Count how many lines of the data below contain the string "animal"; the reply should be that number alone.

*** Data supplied Section Begins ***

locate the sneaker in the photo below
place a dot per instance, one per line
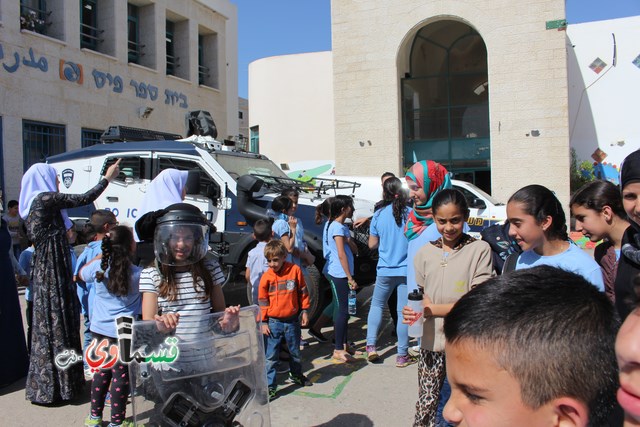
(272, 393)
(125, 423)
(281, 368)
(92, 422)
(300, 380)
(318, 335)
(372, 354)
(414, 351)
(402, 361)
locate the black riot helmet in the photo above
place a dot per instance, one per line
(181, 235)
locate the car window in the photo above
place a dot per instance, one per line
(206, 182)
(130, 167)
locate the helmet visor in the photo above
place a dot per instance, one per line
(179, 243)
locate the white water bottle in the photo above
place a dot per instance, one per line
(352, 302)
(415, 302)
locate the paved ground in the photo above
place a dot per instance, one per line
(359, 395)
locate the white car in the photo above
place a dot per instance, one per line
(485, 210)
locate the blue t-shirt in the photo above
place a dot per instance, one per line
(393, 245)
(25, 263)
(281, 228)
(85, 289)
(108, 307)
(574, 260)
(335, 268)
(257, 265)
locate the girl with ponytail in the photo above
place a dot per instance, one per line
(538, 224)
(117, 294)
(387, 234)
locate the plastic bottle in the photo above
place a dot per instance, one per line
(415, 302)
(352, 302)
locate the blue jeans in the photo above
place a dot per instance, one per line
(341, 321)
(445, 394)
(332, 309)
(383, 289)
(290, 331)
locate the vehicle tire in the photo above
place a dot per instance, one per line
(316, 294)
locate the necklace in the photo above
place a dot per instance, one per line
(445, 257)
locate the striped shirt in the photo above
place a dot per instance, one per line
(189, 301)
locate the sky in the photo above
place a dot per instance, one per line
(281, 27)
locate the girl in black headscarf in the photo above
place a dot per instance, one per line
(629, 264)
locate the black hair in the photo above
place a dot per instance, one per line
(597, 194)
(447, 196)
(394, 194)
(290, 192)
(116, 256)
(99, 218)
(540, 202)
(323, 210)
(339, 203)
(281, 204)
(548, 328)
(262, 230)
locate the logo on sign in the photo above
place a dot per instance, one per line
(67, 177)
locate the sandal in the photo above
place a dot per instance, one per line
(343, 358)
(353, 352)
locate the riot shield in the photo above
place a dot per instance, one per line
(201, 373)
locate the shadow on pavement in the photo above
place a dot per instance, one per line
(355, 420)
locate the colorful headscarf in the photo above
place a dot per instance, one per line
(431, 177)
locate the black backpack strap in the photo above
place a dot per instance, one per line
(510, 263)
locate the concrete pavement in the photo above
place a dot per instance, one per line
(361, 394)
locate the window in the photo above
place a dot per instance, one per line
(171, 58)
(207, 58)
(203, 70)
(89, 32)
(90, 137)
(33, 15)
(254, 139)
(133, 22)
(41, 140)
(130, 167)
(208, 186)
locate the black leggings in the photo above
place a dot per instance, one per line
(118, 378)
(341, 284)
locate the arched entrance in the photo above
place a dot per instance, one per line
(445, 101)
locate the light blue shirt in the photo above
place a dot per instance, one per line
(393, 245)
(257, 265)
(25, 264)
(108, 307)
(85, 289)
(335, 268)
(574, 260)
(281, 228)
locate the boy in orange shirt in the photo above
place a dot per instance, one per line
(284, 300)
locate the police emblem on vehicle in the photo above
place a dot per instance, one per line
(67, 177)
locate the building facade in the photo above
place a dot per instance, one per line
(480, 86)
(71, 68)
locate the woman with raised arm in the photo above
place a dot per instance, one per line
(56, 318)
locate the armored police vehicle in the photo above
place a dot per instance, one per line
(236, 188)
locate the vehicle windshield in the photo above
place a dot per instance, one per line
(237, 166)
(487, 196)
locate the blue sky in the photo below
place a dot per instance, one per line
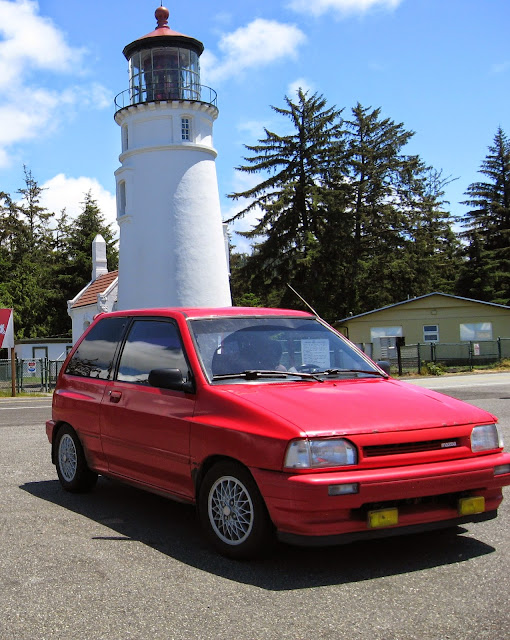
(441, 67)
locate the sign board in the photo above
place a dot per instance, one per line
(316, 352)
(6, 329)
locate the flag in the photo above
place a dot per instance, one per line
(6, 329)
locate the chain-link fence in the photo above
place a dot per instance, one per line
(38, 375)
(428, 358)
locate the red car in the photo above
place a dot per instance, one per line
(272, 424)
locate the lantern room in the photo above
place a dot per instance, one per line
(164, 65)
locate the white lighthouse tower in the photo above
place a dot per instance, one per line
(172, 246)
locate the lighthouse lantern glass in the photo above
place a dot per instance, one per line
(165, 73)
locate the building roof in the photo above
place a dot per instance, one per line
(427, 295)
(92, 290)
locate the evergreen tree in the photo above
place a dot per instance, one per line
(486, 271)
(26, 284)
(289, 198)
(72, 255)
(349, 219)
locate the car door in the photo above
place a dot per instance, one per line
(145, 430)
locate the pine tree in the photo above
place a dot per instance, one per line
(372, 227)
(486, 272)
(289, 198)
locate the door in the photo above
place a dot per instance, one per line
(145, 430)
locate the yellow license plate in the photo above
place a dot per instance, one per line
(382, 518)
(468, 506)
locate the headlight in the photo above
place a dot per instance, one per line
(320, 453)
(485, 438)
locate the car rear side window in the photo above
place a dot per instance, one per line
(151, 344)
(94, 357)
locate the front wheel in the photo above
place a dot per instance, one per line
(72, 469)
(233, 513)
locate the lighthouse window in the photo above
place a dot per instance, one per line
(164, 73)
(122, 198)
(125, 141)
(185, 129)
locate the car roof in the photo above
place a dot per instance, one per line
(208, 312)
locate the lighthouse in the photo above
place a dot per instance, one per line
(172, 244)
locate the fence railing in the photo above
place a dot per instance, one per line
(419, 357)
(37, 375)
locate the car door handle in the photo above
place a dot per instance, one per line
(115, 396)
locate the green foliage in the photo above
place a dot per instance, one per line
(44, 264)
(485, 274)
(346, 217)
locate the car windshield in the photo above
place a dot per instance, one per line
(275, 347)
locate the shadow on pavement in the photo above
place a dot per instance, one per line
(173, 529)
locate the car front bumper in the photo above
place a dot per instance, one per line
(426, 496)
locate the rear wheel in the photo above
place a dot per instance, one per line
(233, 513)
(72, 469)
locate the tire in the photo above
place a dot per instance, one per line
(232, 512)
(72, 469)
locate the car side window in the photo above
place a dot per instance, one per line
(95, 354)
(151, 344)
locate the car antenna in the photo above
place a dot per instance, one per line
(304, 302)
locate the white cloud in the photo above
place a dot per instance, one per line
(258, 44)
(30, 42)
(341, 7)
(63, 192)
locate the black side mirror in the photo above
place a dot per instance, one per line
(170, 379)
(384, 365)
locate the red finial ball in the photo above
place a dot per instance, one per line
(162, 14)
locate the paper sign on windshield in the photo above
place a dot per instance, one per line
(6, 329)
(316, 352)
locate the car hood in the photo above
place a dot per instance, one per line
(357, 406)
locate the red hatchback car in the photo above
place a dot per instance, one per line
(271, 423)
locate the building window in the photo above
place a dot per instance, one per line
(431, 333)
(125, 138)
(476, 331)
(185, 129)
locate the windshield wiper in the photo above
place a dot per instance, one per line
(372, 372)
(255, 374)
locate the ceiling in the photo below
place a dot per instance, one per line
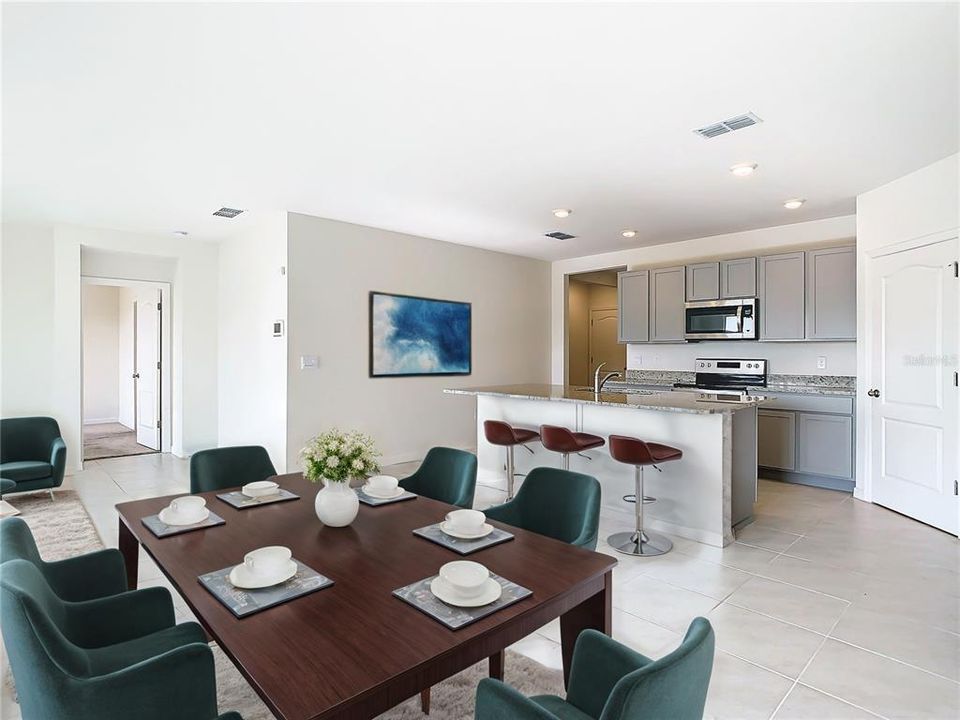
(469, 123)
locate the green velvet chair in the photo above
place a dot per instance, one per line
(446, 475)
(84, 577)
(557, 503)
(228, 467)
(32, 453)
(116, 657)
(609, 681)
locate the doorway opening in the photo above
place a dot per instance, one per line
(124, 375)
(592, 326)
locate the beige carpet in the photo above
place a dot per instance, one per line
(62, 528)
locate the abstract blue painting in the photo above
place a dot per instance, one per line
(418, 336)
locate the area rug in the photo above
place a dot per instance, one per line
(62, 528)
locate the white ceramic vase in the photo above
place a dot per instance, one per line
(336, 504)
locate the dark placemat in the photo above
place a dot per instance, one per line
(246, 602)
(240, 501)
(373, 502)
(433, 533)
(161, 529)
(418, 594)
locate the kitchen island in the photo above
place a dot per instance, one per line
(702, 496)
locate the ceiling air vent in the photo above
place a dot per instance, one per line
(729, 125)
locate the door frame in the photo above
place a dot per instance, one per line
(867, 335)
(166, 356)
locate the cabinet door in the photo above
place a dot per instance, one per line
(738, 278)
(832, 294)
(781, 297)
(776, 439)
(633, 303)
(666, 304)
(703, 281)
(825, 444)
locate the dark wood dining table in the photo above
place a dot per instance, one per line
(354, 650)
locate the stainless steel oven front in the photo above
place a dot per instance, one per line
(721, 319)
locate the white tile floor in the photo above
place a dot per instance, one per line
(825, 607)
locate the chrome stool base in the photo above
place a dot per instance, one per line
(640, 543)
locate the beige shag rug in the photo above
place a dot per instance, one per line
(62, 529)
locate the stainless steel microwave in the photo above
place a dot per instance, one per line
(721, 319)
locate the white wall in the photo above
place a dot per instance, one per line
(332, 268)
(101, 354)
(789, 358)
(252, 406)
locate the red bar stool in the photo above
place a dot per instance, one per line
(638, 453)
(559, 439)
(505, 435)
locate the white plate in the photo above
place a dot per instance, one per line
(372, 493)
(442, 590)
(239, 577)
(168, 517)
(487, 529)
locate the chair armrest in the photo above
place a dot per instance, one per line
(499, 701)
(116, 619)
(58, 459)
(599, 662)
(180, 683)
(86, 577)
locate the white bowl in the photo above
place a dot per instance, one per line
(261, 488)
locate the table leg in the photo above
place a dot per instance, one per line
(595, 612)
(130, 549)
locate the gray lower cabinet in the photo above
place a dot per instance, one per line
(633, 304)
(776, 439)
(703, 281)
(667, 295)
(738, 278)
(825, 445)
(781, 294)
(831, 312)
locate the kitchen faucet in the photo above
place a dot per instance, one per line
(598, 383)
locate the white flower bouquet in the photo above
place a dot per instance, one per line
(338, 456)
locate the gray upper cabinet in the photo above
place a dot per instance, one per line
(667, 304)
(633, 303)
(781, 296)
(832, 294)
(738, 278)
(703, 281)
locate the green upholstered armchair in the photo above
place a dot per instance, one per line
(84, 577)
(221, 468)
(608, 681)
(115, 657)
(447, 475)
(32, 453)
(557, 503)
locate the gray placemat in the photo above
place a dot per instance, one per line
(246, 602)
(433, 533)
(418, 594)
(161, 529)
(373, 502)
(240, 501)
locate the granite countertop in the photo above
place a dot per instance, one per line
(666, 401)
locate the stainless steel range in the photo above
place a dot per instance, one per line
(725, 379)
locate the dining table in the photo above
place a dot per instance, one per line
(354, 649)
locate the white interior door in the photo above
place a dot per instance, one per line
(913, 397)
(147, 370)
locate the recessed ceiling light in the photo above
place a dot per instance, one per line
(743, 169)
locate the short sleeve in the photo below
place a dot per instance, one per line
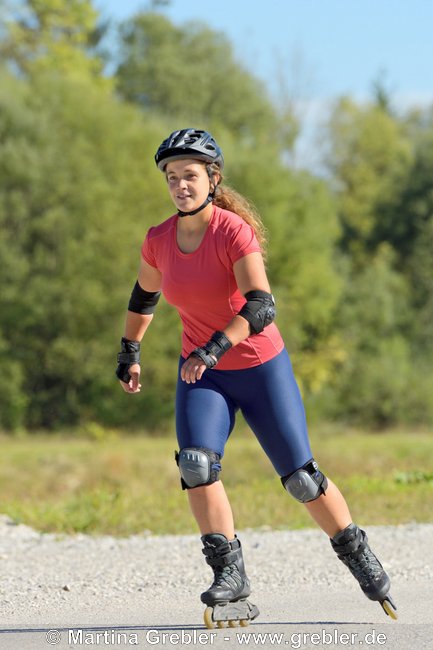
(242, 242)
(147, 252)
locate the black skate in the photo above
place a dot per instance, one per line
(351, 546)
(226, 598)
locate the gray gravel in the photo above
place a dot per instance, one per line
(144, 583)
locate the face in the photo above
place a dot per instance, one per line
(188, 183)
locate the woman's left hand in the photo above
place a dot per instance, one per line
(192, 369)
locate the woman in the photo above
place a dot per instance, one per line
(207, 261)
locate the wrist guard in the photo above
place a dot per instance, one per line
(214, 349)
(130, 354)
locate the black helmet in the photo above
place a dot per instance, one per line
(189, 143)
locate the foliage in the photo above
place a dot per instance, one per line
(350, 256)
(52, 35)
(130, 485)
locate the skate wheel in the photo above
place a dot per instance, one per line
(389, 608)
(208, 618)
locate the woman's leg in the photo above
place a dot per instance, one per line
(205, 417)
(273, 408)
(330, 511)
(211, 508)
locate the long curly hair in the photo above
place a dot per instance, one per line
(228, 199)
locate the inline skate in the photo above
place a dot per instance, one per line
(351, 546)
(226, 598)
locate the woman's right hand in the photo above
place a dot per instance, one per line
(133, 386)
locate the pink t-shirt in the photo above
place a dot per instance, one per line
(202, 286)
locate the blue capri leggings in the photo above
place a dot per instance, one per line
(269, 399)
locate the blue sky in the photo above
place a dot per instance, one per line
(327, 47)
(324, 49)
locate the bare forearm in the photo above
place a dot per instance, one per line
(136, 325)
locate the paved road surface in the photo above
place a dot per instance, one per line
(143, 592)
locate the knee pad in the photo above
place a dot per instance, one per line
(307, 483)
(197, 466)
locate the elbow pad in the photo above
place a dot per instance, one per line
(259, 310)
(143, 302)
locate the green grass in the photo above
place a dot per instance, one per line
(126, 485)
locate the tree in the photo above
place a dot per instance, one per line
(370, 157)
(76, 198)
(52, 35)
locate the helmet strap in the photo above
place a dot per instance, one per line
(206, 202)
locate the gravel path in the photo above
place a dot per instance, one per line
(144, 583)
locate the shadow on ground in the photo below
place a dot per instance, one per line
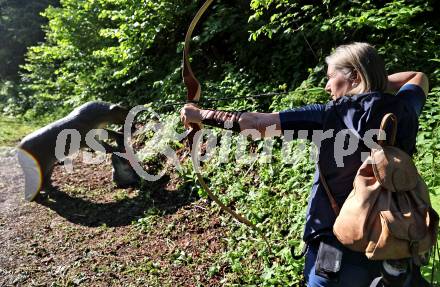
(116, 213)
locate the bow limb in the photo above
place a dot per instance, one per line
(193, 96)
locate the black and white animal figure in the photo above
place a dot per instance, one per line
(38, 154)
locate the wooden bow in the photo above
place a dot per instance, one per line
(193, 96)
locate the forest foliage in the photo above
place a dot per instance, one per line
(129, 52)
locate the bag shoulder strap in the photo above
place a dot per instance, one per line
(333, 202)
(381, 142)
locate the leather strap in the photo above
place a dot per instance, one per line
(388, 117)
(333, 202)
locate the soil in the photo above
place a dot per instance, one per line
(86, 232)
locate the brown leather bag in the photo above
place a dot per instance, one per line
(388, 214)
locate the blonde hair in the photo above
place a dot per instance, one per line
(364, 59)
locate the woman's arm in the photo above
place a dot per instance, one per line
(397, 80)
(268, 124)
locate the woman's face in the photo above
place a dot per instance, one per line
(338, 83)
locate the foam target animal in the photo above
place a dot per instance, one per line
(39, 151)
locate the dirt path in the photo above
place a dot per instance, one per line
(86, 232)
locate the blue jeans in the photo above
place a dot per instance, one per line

*** Data supplied Section Ends ***

#### Answer box:
2